WHAT YOU SHOULD DO: Transcribe the records exactly from the line with "Check that one keypoint sits on every instance of the brown" to the end, both included.

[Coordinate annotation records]
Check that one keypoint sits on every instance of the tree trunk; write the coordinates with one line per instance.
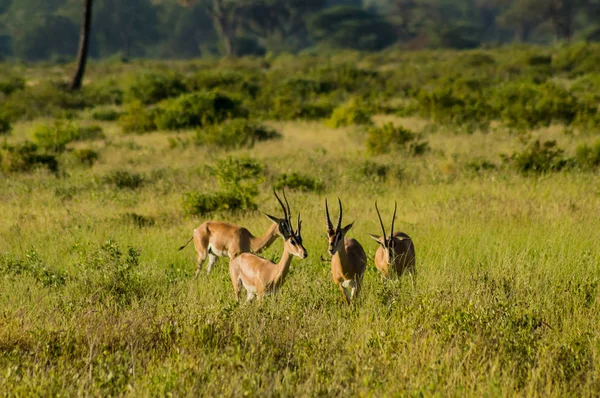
(84, 44)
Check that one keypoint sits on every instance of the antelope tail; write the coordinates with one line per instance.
(188, 242)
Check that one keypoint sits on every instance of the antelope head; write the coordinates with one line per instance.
(292, 239)
(336, 235)
(284, 225)
(388, 242)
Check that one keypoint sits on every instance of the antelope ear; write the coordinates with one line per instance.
(375, 237)
(347, 227)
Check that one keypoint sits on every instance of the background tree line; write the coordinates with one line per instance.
(34, 30)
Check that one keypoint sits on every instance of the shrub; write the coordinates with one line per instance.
(125, 179)
(138, 220)
(137, 119)
(235, 133)
(539, 158)
(11, 84)
(461, 102)
(225, 81)
(195, 203)
(284, 107)
(350, 113)
(112, 275)
(106, 115)
(527, 105)
(478, 165)
(374, 171)
(299, 182)
(197, 110)
(25, 157)
(55, 137)
(5, 126)
(238, 179)
(86, 156)
(588, 157)
(388, 138)
(103, 92)
(33, 266)
(150, 88)
(43, 100)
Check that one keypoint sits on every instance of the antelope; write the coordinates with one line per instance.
(220, 239)
(396, 253)
(349, 260)
(260, 276)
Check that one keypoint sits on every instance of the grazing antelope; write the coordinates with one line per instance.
(220, 239)
(349, 260)
(260, 276)
(396, 253)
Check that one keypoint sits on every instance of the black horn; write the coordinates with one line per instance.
(340, 217)
(381, 223)
(329, 224)
(282, 206)
(393, 218)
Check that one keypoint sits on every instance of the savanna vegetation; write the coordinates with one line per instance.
(492, 155)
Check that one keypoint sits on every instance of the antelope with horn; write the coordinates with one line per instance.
(396, 253)
(220, 239)
(260, 276)
(349, 260)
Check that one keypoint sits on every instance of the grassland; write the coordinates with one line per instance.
(95, 299)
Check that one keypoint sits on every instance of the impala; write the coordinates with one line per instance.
(260, 276)
(220, 239)
(349, 260)
(396, 253)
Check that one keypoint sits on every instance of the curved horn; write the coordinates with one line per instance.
(288, 206)
(285, 214)
(381, 223)
(340, 217)
(393, 218)
(329, 224)
(299, 226)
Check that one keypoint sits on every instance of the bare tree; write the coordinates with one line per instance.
(84, 44)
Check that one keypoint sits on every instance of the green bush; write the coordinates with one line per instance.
(588, 157)
(526, 105)
(125, 179)
(195, 203)
(462, 102)
(197, 110)
(388, 138)
(11, 84)
(234, 133)
(229, 81)
(86, 156)
(138, 220)
(55, 137)
(238, 180)
(111, 275)
(44, 100)
(137, 119)
(106, 115)
(350, 114)
(151, 88)
(25, 157)
(5, 125)
(539, 158)
(299, 182)
(286, 107)
(32, 265)
(372, 171)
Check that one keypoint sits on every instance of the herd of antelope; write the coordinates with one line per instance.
(259, 276)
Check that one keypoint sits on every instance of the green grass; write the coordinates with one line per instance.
(506, 300)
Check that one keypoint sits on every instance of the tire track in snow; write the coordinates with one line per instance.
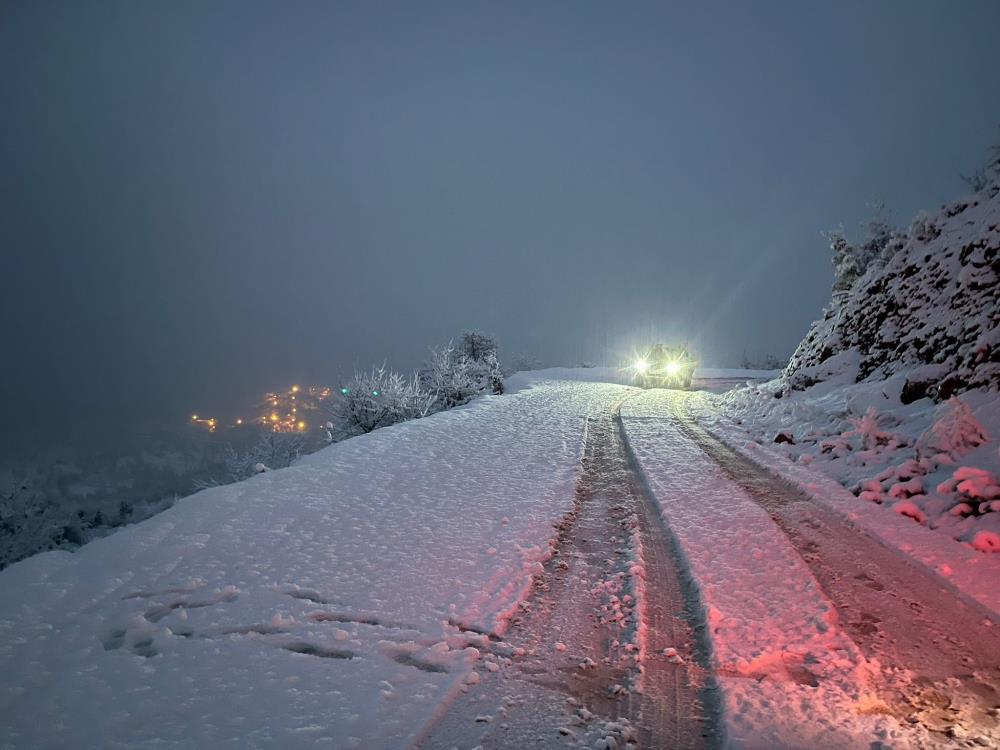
(940, 658)
(584, 660)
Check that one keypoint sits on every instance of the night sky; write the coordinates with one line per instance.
(201, 201)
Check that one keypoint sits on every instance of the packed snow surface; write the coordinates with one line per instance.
(326, 604)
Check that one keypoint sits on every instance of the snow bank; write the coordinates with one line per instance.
(899, 471)
(334, 603)
(772, 629)
(623, 375)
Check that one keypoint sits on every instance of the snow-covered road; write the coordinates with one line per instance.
(382, 591)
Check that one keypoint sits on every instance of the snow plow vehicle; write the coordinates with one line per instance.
(664, 367)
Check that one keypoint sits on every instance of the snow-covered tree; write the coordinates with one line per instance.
(850, 262)
(481, 352)
(378, 399)
(449, 377)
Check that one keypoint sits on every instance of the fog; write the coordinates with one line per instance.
(203, 202)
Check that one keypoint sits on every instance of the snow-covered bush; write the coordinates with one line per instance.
(480, 351)
(378, 398)
(449, 377)
(455, 375)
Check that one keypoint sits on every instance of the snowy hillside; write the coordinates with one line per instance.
(932, 309)
(894, 391)
(333, 602)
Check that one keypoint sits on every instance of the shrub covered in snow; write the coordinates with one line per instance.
(455, 375)
(378, 398)
(480, 352)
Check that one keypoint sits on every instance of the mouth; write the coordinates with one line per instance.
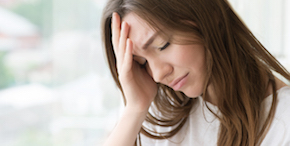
(178, 83)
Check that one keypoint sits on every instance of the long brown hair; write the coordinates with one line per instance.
(237, 66)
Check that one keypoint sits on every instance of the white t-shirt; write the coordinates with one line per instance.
(202, 126)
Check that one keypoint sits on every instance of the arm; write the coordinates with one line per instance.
(126, 130)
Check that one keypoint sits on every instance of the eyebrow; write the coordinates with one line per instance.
(149, 41)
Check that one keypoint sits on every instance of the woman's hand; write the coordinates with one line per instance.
(138, 86)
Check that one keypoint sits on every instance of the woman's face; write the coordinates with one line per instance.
(181, 67)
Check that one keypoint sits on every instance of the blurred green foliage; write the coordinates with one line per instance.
(6, 76)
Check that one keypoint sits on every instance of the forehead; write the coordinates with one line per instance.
(140, 31)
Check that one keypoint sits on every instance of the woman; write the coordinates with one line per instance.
(193, 74)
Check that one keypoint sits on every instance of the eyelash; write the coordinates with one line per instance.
(162, 48)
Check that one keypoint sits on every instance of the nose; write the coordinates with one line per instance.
(159, 69)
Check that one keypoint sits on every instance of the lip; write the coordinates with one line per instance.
(178, 83)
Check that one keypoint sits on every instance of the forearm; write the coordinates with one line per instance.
(126, 130)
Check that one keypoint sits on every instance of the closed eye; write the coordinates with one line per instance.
(165, 46)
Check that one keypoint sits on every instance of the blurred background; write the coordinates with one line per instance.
(55, 86)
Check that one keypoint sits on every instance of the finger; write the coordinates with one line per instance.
(128, 57)
(116, 27)
(122, 41)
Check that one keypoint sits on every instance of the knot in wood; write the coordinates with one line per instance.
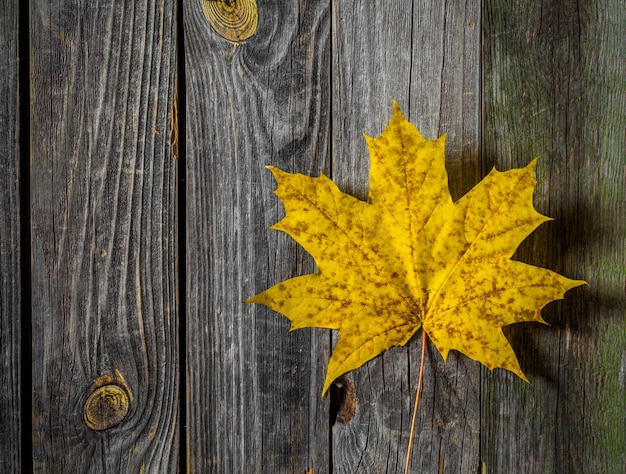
(106, 407)
(233, 20)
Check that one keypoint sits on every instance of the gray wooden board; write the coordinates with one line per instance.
(254, 390)
(426, 56)
(554, 88)
(10, 245)
(104, 239)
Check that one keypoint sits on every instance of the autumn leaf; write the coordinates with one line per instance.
(410, 257)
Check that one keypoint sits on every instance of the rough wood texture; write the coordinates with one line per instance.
(10, 304)
(425, 55)
(254, 399)
(554, 87)
(104, 236)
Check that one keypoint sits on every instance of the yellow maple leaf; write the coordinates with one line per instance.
(410, 257)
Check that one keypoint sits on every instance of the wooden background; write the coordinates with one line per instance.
(134, 207)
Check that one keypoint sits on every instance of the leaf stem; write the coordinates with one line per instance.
(417, 398)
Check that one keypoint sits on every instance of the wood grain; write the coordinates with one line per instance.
(554, 87)
(425, 55)
(104, 241)
(254, 401)
(10, 245)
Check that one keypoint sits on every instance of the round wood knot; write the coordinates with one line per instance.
(342, 400)
(233, 20)
(106, 407)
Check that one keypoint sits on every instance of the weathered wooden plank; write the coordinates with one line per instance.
(554, 87)
(426, 55)
(254, 389)
(10, 245)
(104, 237)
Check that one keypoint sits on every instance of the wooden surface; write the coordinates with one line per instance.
(254, 399)
(426, 56)
(115, 271)
(104, 241)
(554, 87)
(10, 245)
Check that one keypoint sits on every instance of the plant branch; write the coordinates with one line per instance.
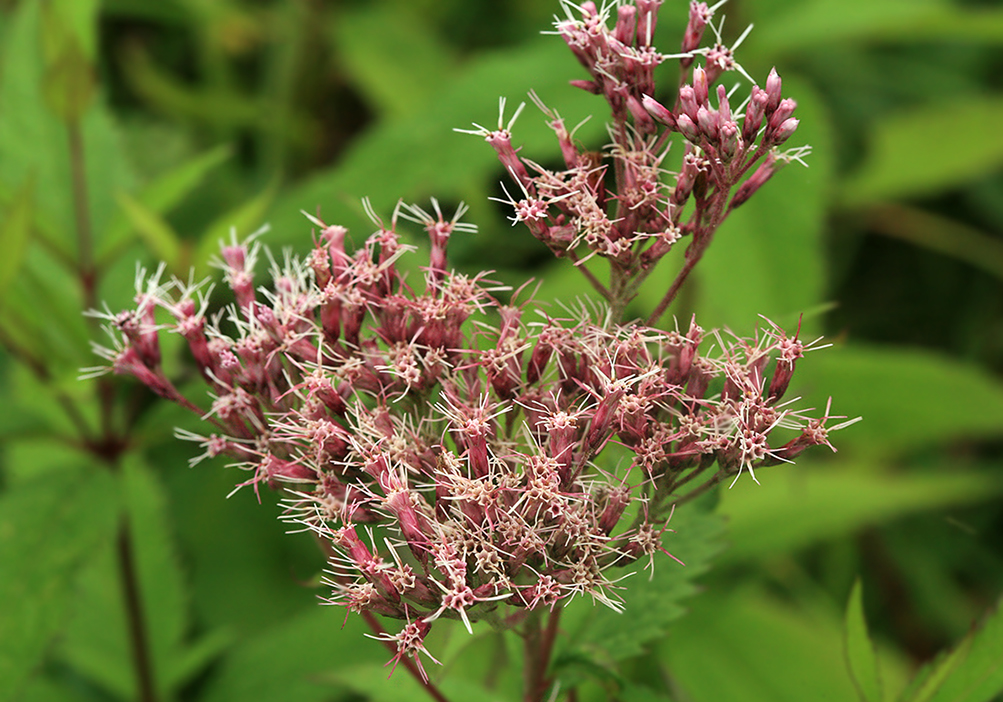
(412, 668)
(133, 614)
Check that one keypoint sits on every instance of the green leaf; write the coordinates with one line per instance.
(639, 693)
(372, 681)
(909, 398)
(911, 155)
(932, 676)
(651, 603)
(806, 26)
(14, 235)
(439, 161)
(47, 530)
(96, 644)
(762, 262)
(155, 233)
(242, 222)
(978, 676)
(34, 142)
(162, 195)
(860, 650)
(825, 502)
(283, 663)
(69, 82)
(749, 647)
(392, 55)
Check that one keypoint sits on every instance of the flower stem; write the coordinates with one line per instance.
(133, 614)
(377, 629)
(538, 646)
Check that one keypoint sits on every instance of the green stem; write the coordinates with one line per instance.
(133, 614)
(538, 646)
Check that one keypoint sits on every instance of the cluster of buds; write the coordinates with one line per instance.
(638, 221)
(462, 457)
(459, 457)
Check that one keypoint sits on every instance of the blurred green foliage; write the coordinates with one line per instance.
(135, 130)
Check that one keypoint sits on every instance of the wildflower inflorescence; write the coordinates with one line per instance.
(463, 457)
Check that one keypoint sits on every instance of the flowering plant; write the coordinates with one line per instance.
(463, 453)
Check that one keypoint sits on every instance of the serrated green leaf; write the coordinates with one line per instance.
(393, 57)
(824, 503)
(909, 398)
(805, 26)
(979, 676)
(907, 158)
(243, 221)
(283, 663)
(14, 235)
(34, 141)
(930, 678)
(439, 161)
(155, 233)
(96, 644)
(69, 83)
(651, 604)
(162, 195)
(46, 531)
(862, 658)
(372, 681)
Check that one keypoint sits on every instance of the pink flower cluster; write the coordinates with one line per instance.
(448, 446)
(637, 222)
(466, 458)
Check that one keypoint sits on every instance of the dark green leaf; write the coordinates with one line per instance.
(47, 529)
(910, 154)
(805, 26)
(803, 503)
(164, 194)
(861, 655)
(651, 603)
(34, 141)
(283, 663)
(241, 222)
(749, 647)
(767, 258)
(96, 643)
(908, 398)
(422, 155)
(14, 235)
(978, 676)
(155, 233)
(393, 56)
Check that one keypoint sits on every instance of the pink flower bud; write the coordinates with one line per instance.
(687, 101)
(701, 85)
(626, 26)
(687, 127)
(699, 16)
(754, 112)
(660, 112)
(773, 86)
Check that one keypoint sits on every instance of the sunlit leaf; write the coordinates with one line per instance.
(14, 234)
(651, 602)
(861, 655)
(801, 504)
(393, 56)
(45, 535)
(908, 397)
(749, 647)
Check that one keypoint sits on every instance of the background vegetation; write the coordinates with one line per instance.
(143, 130)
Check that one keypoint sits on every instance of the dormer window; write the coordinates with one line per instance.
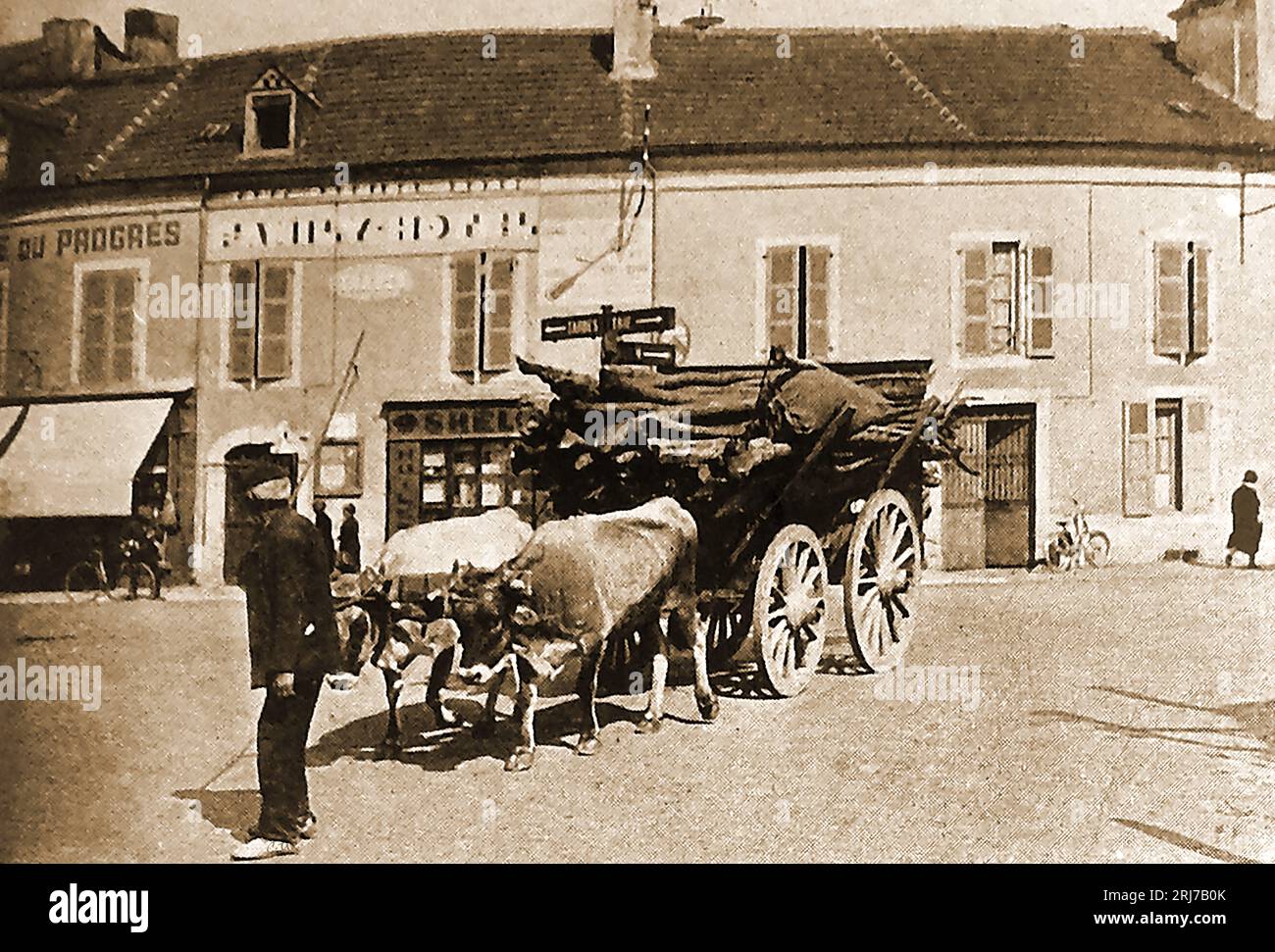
(271, 115)
(271, 124)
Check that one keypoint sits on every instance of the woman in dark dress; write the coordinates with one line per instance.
(1246, 527)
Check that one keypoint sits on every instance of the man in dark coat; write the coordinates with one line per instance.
(351, 556)
(139, 547)
(323, 523)
(292, 644)
(1246, 527)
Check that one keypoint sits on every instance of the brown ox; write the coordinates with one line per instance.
(579, 581)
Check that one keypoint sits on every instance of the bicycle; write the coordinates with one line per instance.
(1076, 544)
(89, 581)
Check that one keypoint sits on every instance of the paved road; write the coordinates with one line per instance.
(1121, 717)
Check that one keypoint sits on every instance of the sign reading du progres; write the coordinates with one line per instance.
(374, 228)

WORKED SOLUTION:
Check that one keypoint sits on every instance of the brown ox; write the coordinates with one line per instance.
(579, 581)
Check that one keypoint sits on every instance of the bicycle; write the coordinates with one line per instance.
(1076, 544)
(89, 581)
Check that one keypoint sits on every instance of the paved road; write the coordinates with one line per instance.
(1121, 717)
Check that one keypoint sits on every instance of the sign reading du progres; write the coordinates with one line per instance.
(374, 228)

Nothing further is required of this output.